## Passage shown
What is Composition in Art? Why is Composition important? What is the most common purpose for Composition in Art? | Practical Tips and Techniques
Jump to Golden Rules of Composition | Pick a good subject | Plan your composition | Create a strong focal point | Use of compositional maps | Colour choice | Positive and negative spaces | Scale and perspective
What is Composition in art?
Composition in art is the arrangement of the various elements within an artwork. In more detail, it is how the elements of art and design – line, shape, form, colour, texture, value, and space – are laid out in accordance to the principles of art and design – scale, proportion, unity, variety, rhythm, mass, shape, space, balance, contrast, emphasis, volume, perspective, and depth. Creating a harmonious relationship between the elements and the principles. Here in this article, I tried to explain the basic principles and rules of composition in simple terms, with illustrative examples based on the great masters’ works, and a few of my own as well.
What is the most common purpose for Composition in art?
Composition is an often overlooked step in art making. Perhaps all the rules put together seem too daunting, but if you tackle them one at a time, you’ll realize that they’re actually quite straightforward. Understanding the how and why of each rule gives you the freedom to creatively use them in endless ways or even to break away from them. When done right, it brings you one step closer to creating a compelling work of art.
How you arrange and position the elements within an artwork will affect how a viewer experiences and interacts with it. If the elements to be used are haphazardly planned, the final work can end up being too chaotic. The goal is for all of them to exist together in harmony. For each work, one or two elements may dominate and become the focal point(s), and the other elements take supporting roles. A successful composition in art ensures that there aren’t too many elements competing for attention. This way, the viewer’s eye will know where to focus and can better appreciate the work in its entirety.
The Golden Rules of Composition
‘And after drawing comes composition. A well-composed painting is half done.’—Pierre Bonnard
Leonardo Da Vinci’s ink drawing called “The Vitruvian Man” is an excellent example of the ultimate golden rule, the “Golden Ratio” in art composition. Mathematically, it is a ratio of 1 to 1.618, also known as the “Golden Number”. It illustrates the ideal proportions of the human body, blending mathematics and art perfectly. During the Renaissance, artists called it the “Divine Proportion”, they applied the mathematical theory to their compositions in order to create an aesthetically pleasing and balanced work of art. The most common application of it is the usage of a Golden Rectangle as illustrated in the image below.
That is just a very quick passing on the Golden Ratio, for it certainly deserves its own chapter for an in-depth understanding of its history, the mathematics, and how it can be put into practice. Today, there are other simpler and easier ways to achieve a good composition in art. Let’s dive into each one below.
Pick a Good Subject
Picking a good subject matter that is aesthetically pleasing might sound too obvious, but creating a good composition starts with having a great subject and brings you one step closer to your goal. Why not start by finding inspiration from subjects around your home for a still life or perhaps you will feel more inspired by the outdoors? You can start with a theme in mind, such as various landscapes, or simply something that is striking to the eye like a vase of vibrant flowers, to help develop your use of colour.

## Dataset excerpts
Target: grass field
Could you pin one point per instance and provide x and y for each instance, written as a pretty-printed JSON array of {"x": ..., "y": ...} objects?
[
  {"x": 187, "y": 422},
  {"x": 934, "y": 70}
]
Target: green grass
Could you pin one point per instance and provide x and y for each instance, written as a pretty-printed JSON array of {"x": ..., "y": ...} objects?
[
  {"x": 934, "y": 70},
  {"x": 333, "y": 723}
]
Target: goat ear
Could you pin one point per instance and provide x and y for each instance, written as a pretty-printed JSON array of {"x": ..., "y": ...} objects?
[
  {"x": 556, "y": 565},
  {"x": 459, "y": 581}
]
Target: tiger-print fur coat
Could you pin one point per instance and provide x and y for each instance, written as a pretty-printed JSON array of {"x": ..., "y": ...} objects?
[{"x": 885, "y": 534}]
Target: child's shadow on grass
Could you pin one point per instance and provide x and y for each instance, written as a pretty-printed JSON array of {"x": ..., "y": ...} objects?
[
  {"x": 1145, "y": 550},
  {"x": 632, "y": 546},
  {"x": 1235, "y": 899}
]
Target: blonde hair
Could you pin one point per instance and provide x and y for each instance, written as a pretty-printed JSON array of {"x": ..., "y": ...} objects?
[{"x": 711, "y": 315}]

## Tasks
• A. According to the passage on composition in art, what ratio does the Golden Ratio express mathematically?
• B. Return the passage on composition in art between "That is just" and "each one below.", inclusive.
• C. Summarize the passage on composition in art in two sentences.
The items come from a separate source and are not part of the passage on composition in art.

## Results in order
• A. It is a ratio of 1 to 1.618, also known as the "Golden Number."

• B.
That is just a very quick passing on the Golden Ratio, for it certainly deserves its own chapter for an in-depth understanding of its history, the mathematics, and how it can be put into practice. Today, there are other simpler and easier ways to achieve a good composition in art. Let’s dive into each one below.

• C. Composition in art is the arrangement of elements such as line, shape, and color according to principles such as balance and contrast, and a successful composition lets one or two elements serve as focal points without too many competing for attention. Renaissance artists applied the Golden Ratio of 1 to 1.618 to create balanced, pleasing works, but simpler ways to achieve good composition exist today, beginning with picking a good subject.